Problem description: Nothing should be left out: repeat all the data exactly.

Stored data entries
==========
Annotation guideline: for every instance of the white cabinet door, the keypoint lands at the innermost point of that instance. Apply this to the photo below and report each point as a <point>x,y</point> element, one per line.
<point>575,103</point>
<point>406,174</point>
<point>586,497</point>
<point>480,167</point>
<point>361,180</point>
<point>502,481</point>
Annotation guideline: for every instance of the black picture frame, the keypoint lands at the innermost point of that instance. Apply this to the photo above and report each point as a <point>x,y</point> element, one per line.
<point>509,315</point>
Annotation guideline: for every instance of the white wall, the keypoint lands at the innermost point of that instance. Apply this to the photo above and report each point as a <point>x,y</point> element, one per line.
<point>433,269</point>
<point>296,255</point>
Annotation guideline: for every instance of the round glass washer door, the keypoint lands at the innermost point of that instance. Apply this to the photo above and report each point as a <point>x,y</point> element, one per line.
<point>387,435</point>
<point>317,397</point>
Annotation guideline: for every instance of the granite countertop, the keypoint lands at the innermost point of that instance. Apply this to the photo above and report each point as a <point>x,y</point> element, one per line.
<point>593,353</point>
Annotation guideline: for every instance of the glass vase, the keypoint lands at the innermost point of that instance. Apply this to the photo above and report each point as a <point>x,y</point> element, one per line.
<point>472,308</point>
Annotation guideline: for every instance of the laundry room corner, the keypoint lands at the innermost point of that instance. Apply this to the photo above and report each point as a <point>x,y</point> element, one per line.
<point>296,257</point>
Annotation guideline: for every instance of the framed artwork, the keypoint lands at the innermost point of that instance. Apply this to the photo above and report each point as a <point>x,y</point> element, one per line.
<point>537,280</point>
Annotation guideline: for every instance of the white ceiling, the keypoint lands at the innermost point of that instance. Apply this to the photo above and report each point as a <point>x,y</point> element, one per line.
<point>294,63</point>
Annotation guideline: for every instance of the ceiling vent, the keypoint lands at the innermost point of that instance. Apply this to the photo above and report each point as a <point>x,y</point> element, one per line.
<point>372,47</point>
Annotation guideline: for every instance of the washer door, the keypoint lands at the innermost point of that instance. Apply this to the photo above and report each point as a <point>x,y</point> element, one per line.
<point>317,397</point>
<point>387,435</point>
==========
Answer to the exercise:
Annotation guideline: for every instance of the white cabinet door, the keypoint lands at the innermost point of that instance. Apply this to the photo below and report each point as a <point>x,y</point> element, one per line.
<point>575,103</point>
<point>406,174</point>
<point>586,497</point>
<point>480,167</point>
<point>361,180</point>
<point>502,481</point>
Annotation guideline: for every instance of the black picture frame, the keypoint lands at the innermost point of that instance. Apply this to the photo above and report each point as a <point>x,y</point> element, one per line.
<point>509,315</point>
Annotation guideline: for every instance of the white wall, the keypoint lands at the innermost point of that instance. Apply this to the photo above and report each point as a <point>x,y</point> element, one per line.
<point>433,269</point>
<point>296,255</point>
Annotation guideline: for every instance of the round glass washer door, the keypoint lands at the innermost point of that instance. Apply this to the photo above and report each point as a <point>x,y</point> element, one per line.
<point>387,435</point>
<point>317,397</point>
Annotation guideline: for every instance of the granite countertop, the keypoint lands at the innermost point of that instance. Apply this to the photo above and report each point as a <point>x,y</point> element, one per line.
<point>593,353</point>
Annotation guideline: for every instance of the glass vase, the keypoint lands at the innermost point of that instance. Apply this to the photo above and report each point as a <point>x,y</point> element, one per line.
<point>472,308</point>
Annotation guideline: for every instance of the laundry room corner, the keypoint lands at the innermost point of that instance. Apply this to the photo above and report each point as a <point>x,y</point> element, one per line.
<point>296,257</point>
Annotation guideline: for every instance of the framed artwork, the keypoint lands at the innermost point of that instance. Apply this to the photo above and report each point as a <point>x,y</point> element, one per line.
<point>537,280</point>
Annotation guideline: for every instance of the white ceiling, the keypoint lands at the innermost point of that instance. Apply this to the photo above and report each point as a <point>x,y</point> element, one per line.
<point>294,63</point>
Annotation guideline: for every instance of the ceiling vent, the keypoint lands at the innermost point of that instance. Apply this to the photo above and report each point as a <point>x,y</point> element, one per line.
<point>372,47</point>
Annotation guideline: for every instance of the washer door, the keypoint lands at the innermost point of that instance. Apply this to the photo above and report each point as a <point>x,y</point> element, one per line.
<point>317,397</point>
<point>387,435</point>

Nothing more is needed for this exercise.